Document excerpt:
____________________

Google responds to Pixel 2 XL display issues
Google responds to Pixel 2 XL display issues
Following numerous complaints on Google's official Pixel support forums about the Pixel 2 XL's display, Google VP of Engineering, Seang Chau, has responded to some of the issues:
The Pixel 2 XL has muted colors
"We’ve received some feedback about the Pixel 2 XL displays not appearing as saturated as other phones. We attribute this perception to our choice to calibrate the Pixel 2 XL for delivering natural, accurate colors, taking advantage of the new color management support in Android 8.0 Oreo.
The Pixel 2 XL has a wide Display P3 color gamut. The display is calibrated to a D67 white point. D67 refers to a color temperature of 6700 K. A D65 value (6500 K) corresponds to the color of the average midday light in Northern Europe, so the Pixel display errs ever so slightly on the blue side (users generally perceive the screen more “fresh” this way, probably because in the real world a yellow hue often indicates something has aged).
Out of the box, the Pixel 2 XL display defaults to sRGB + 10%. This is the sRGB gamut, expanded by 10% in all directions to make it slightly more vibrant. Humans perceive colors as less vibrant on smaller screens, such as on a smartphone, so we chose this for aesthetic reasons.
Color mode is really a user choice. Many users prefer accurate colors; others prefer more saturated colors. What we’ve found is that you can become acclimatized to either.

____________________

Listed entries:
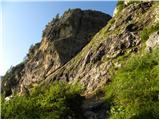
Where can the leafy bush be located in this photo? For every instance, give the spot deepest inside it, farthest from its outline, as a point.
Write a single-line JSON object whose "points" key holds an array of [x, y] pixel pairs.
{"points": [[120, 6], [148, 31], [133, 93], [58, 101]]}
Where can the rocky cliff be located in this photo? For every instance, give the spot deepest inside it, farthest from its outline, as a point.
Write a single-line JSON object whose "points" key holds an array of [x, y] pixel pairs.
{"points": [[62, 39], [97, 61], [83, 47]]}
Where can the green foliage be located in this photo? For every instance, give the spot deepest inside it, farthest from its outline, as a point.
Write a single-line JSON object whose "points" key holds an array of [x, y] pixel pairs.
{"points": [[120, 6], [133, 93], [58, 101], [148, 31]]}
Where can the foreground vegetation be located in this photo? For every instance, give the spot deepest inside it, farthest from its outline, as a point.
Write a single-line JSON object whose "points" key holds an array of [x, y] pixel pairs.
{"points": [[133, 93], [58, 101]]}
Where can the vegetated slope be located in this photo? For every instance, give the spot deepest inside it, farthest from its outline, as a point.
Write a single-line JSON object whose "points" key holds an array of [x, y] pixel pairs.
{"points": [[62, 39], [122, 36], [122, 57]]}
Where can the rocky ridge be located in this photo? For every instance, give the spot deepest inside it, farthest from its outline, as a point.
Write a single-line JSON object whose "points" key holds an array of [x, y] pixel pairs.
{"points": [[99, 59], [62, 39], [92, 64]]}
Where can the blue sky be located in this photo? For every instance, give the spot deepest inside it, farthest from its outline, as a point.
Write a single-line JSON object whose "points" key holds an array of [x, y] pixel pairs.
{"points": [[23, 23]]}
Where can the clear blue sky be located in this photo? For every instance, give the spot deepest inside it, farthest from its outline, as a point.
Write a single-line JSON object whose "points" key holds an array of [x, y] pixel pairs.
{"points": [[23, 23]]}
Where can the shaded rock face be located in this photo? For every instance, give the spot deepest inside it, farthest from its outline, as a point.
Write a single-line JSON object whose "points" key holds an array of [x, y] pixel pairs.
{"points": [[95, 64], [62, 39]]}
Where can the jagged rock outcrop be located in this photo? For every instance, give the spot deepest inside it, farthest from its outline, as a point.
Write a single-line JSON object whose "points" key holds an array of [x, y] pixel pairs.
{"points": [[95, 64], [62, 39], [68, 52]]}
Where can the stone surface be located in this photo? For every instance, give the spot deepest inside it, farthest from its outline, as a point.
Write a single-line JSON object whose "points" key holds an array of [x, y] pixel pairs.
{"points": [[62, 39]]}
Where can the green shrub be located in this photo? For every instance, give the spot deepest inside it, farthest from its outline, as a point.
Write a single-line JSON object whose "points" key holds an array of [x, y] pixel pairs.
{"points": [[133, 93], [148, 31], [57, 101], [120, 6]]}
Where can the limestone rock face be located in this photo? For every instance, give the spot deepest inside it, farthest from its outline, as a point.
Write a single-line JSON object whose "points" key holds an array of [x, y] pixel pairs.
{"points": [[62, 39], [95, 64]]}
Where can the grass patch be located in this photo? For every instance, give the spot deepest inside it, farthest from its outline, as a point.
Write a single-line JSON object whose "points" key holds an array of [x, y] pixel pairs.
{"points": [[57, 101], [133, 93], [148, 31]]}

____________________

Challenges:
1/ Name every color gamut and every white point designation mentioned in the Pixel 2 XL display text.
2/ Write out the Pixel 2 XL display text from "The Pixel 2 XL has a" to "for aesthetic reasons.".
3/ Continue the text on the Pixel 2 XL display issues from the point where it stops.

Task-by-task outputs:
1/
Color gamuts:
- Display P3
- sRGB

White points:
- D67
- D65

2/
The Pixel 2 XL has a wide Display P3 color gamut. The display is calibrated to a D67 white point. D67 refers to a color temperature of 6700 K. A D65 value (6500 K) corresponds to the color of the average midday light in Northern Europe, so the Pixel display errs ever so slightly on the blue side (users generally perceive the screen more “fresh” this way, probably because in the real world a yellow hue often indicates something has aged).
Out of the box, the Pixel 2 XL display defaults to sRGB + 10%. This is the sRGB gamut, expanded by 10% in all directions to make it slightly more vibrant. Humans perceive colors as less vibrant on smaller screens, such as on a smartphone, so we chose this for aesthetic reasons.

3/
While we didn't feel that colors on the Pixel 2 XL looked particularly bad, it is interesting that Google opted to err towards "the blue side" to make the screen appear more "fresh" rather than go for a more neutral white balance. It's also worth noting that a lot of research suggests blue light is generally bad for your eyes, which is why many people use blue light or night shift filters on their phone displays.
The Pixel 2 XL has a very noticeable blue tint when viewed off angle
"We want to add some info regarding the blue tint that some of you have been asking about. The slight blue tint is inherent in the display hardware and only visible when you hold the screen at a sharp angle. All displays are susceptible to some level of color shift (e.g. red, yellow, blue) when viewing from off angles due to the pixel cavity design. Similar to our choice with a cooler white point, we went with what users tend to prefer and chose a design that shifts blue."
Speaking from personal experience, off-angle color shifting is a problem I haven't seen for many years. Generally speaking, all modern displays, whether they're LCD or OLED-based, have perfect off-angle views - you sometimes see a slight drop in brightness when viewing a display off angle, but colors usually remain the same. The blue shift on the Pixel 2 XL is very noticeable and I find it interesting that Google seems to be claiming that the blue color shift is a design choice.
The Pixel 2 XL suffers from screen burn-in
"All OLED screens exhibit a degree of image retention (short-term) or burn-in (permanent) over their lifetime, starting the moment they are first powered on. This is also sometimes referred to as “differential aging” in the display industry. It appears as a faint outline of content on the screen from a previously displayed graphic.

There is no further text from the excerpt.